— BRANO MOSTRATO —
«L’epidemia non deve diventare l’unico pensiero»
Isabel Fernandez, psicoterapeuta di Emdr: eventi così traumatici lasciano il segno sulle persone
I terremoti di San Giuliano, dell’Aquila, in Emilia, in Centro Italia. Il crollo del ponte Morandi e i ragazzini sequestrati sull’autobus, a Crema. L’associazione EMDR riunisce psicologi e psicoterapeuti specializzati negli eventi da stress. Ora, con un protocollo firmato con l’Ats, anche da coronavirus. Ne ha viste tante, la presidente Isabel Fernandez, psicologa e psicoterapeuta, ma questa è un’emergenza «unica, mai vista». Evitare i contatti è la cura principale che dal punto di vista psicologico ha un forte impatto.
Isolamento e separazione che effetti provocano?
«Non avere contatti fisici ravvicinati non è naturale e crea sofferenza. Per chi è inserito socialmente è un’interruzione, sì, ma imposta dall’esterno e di conseguenza incide meno. Non ha a che fare con il “me”, ma è un ordine e fa sentire tutti sulla stessa barca».
❞ Pensiamo questo momento anche come occasione per stare a casa e in famiglia, senza sentirci in colpa. Non ci mancano le comodità Isabel Fernandez Psicologa e psicoterapeuta
Le persone si sono divise tra quelle in panico e quelle che non limitavano i contatti. Perché reazioni così opposte?

— DETTAGLI DEL COMPITO —
Trascrivi alla lettera la parte del testo sull'epidemia che si apre con le parole contenenti «Isabel Fernandez, psicoterapeuta» e si chiude con «un forte impatto.». I record provengono da una fonte diversa.

Dati di puntamento delle regioni
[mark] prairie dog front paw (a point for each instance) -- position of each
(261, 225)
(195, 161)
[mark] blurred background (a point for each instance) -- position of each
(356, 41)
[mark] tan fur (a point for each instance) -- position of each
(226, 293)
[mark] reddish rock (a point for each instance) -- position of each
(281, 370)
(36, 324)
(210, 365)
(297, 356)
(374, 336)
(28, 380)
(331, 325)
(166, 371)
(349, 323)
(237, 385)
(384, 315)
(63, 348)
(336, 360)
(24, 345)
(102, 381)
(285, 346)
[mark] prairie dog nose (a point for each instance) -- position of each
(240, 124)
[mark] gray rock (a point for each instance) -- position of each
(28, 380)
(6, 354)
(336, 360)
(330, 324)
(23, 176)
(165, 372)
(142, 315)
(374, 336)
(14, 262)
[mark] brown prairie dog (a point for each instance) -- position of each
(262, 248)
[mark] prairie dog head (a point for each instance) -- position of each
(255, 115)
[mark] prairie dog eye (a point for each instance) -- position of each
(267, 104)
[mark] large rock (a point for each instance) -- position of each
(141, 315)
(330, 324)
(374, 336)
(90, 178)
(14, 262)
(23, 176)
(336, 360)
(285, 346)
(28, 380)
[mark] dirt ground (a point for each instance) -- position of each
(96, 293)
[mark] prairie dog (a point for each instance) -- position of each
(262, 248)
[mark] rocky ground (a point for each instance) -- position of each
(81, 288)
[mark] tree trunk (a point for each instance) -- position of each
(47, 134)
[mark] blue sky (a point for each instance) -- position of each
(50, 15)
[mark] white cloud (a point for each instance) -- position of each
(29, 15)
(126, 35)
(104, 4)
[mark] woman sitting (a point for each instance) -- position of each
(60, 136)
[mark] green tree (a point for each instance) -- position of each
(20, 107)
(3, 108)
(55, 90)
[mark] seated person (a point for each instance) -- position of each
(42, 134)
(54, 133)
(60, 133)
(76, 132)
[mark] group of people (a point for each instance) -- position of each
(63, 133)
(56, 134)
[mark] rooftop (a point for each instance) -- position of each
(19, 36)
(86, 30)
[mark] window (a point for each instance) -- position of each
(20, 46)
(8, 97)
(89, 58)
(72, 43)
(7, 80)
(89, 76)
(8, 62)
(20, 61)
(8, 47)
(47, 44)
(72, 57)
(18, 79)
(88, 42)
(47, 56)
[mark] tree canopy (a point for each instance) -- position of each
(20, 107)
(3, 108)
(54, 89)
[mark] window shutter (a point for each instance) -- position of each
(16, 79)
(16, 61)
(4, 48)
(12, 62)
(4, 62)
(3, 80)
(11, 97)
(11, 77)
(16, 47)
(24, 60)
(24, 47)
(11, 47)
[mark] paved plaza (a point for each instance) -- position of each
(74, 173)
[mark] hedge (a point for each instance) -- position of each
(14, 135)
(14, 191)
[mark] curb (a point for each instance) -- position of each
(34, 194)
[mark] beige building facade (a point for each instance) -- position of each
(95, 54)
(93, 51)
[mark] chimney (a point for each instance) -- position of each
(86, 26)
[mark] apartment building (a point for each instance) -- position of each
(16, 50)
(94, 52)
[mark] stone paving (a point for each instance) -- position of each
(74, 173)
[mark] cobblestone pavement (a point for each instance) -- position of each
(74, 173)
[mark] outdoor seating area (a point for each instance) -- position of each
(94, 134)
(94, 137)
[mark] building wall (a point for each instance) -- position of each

— RISULTATO DEL COMPITO —
Isabel Fernandez, psicoterapeuta di Emdr: eventi così traumatici lasciano il segno sulle persone
I terremoti di San Giuliano, dell’Aquila, in Emilia, in Centro Italia. Il crollo del ponte Morandi e i ragazzini sequestrati sull’autobus, a Crema. L’associazione EMDR riunisce psicologi e psicoterapeuti specializzati negli eventi da stress. Ora, con un protocollo firmato con l’Ats, anche da coronavirus. Ne ha viste tante, la presidente Isabel Fernandez, psicologa e psicoterapeuta, ma questa è un’emergenza «unica, mai vista». Evitare i contatti è la cura principale che dal punto di vista psicologico ha un forte impatto.